Quoted passage =>
--------------------------------
From 60644ef3c46d68923d04748126b672058ab538be Mon Sep 17 00:00:00 2001
From: Alex Botev <botev@google.com>
Date: Wed, 21 Aug 2024 11:37:26 -0700
Subject: [PATCH] Add TNT blocks to kfac_jax.

This CL adds TNT blocks to kfac_jax. TNT blocks are a type of curvature approximation that is generally imposes less structure knowledge of the computation, and mainly relies on the array shape of the parameters.

It also adds a RepatedDenseKroneckerFactored which extends the usual DenseTwoKroneckerFacored to the case where a dense layer is applied in parallel over an axis of inputs (like a time axis in sequence models).

PiperOrigin-RevId: 665965233
---
 kfac_jax/__init__.py              |   8 +
 kfac_jax/_src/curvature_blocks.py | 332 ++++++++++++++++++++++++++++++
 kfac_jax/_src/utils/__init__.py   |   1 +
 kfac_jax/_src/utils/math.py       |  16 ++
 4 files changed, 357 insertions(+)
--------------------------------
Given exercise 1 =>
Answer these questions about the kfac_jax patch:
(a) According to the subject line, what does the patch add to kfac_jax?
(b) What do TNT blocks mainly rely on?
(c) How many files does the patch change, and how many insertions does it make?

Source records
--------------------------------
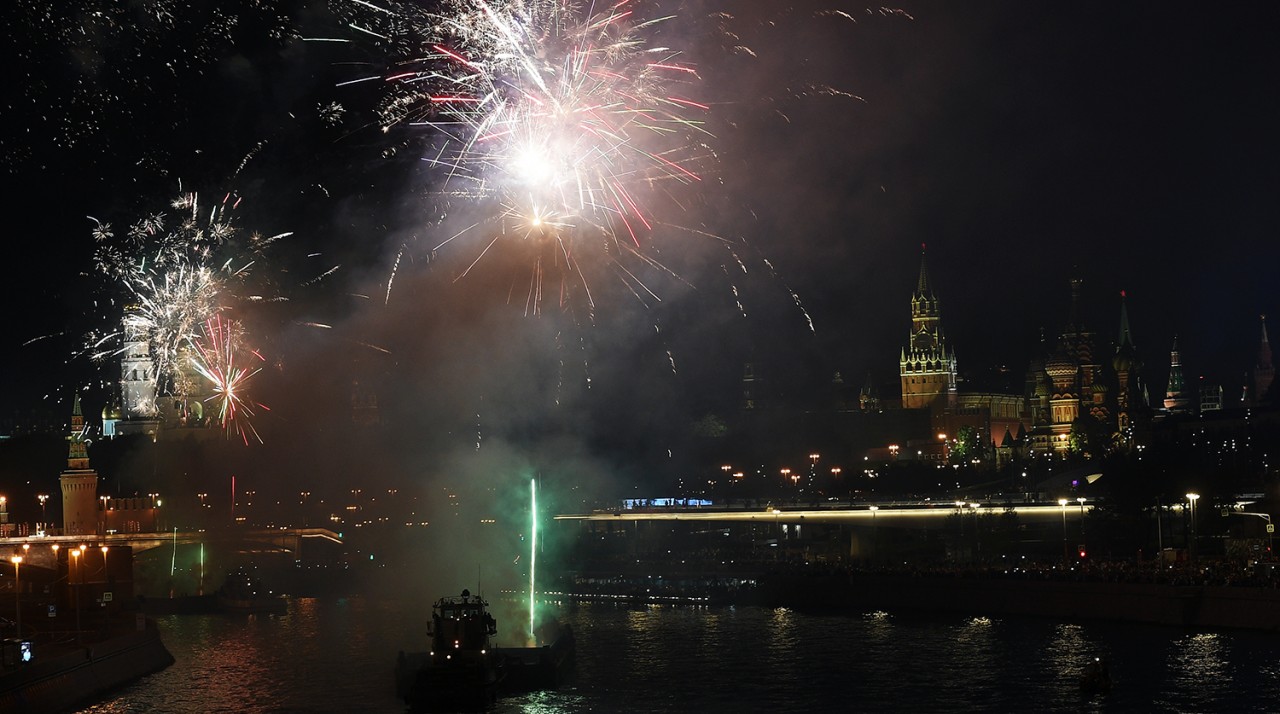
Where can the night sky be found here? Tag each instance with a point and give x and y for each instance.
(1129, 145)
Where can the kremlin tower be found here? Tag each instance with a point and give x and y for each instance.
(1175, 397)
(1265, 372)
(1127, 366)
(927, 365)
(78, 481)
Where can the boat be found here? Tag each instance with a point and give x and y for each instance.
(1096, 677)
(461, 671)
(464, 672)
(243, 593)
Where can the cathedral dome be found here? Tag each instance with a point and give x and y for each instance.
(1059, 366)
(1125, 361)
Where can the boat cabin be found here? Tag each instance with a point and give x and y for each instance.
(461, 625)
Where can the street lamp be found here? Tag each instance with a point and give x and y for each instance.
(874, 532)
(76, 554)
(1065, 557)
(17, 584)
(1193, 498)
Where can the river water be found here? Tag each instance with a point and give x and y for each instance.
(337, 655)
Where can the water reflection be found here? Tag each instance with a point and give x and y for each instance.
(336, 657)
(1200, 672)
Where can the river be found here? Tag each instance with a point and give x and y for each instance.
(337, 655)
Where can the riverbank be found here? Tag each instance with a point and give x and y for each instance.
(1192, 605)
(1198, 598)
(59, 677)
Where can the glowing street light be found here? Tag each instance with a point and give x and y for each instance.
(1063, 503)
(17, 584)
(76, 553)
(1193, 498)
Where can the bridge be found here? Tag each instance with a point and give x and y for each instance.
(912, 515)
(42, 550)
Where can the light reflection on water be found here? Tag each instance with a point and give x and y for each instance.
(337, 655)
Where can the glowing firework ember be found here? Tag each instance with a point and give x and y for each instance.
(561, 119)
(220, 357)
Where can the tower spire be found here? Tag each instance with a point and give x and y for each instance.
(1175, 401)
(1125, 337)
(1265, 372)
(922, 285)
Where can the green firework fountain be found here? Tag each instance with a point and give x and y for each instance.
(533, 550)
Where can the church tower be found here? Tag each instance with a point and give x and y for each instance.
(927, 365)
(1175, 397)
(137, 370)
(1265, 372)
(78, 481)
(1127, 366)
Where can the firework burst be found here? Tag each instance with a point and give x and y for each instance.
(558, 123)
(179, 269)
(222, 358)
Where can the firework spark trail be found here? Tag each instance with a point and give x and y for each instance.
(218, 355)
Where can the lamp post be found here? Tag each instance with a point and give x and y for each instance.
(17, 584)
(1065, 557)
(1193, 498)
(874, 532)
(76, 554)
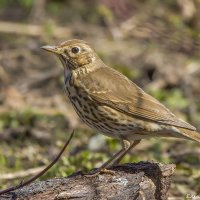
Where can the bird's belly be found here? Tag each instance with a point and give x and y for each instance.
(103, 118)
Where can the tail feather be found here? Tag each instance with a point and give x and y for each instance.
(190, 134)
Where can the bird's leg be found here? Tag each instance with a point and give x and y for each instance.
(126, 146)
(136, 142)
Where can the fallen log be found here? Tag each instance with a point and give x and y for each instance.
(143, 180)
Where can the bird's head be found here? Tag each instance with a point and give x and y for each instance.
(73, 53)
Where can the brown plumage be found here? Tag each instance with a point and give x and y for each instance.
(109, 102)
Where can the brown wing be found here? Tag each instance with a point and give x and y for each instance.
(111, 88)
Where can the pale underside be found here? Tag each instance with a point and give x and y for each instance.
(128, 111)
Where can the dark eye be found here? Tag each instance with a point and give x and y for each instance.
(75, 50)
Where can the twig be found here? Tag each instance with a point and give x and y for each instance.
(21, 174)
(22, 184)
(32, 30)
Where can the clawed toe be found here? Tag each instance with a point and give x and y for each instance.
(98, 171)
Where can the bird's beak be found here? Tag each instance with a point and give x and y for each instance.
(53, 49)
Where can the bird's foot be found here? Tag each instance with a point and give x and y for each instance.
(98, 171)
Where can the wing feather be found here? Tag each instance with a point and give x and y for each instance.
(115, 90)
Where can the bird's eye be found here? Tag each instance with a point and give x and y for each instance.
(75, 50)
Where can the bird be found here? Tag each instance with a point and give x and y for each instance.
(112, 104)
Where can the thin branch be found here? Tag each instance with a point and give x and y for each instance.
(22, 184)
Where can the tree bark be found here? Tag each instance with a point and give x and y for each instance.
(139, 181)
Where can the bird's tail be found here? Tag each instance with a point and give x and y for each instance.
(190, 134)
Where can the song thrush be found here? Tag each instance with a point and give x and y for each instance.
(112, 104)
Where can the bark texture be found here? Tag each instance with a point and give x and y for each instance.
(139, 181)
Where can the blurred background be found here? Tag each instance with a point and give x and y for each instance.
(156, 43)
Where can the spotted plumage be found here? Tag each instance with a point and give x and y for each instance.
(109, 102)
--------------------------------
Given exercise 2 => Find each line in the records that contains the word "reflection" and copy those lines.

Exercise output 1 =>
(a) TNT blocks.
(b) The array shape of the parameters.
(c) 4 files changed, with 357 insertions.

Exercise output 2 =>
Where can the water reflection be found here? Tag each instance with a point and give x and y for each instance.
Where can the light reflection on water be found here? Tag each instance with a point and give x and y for each instance.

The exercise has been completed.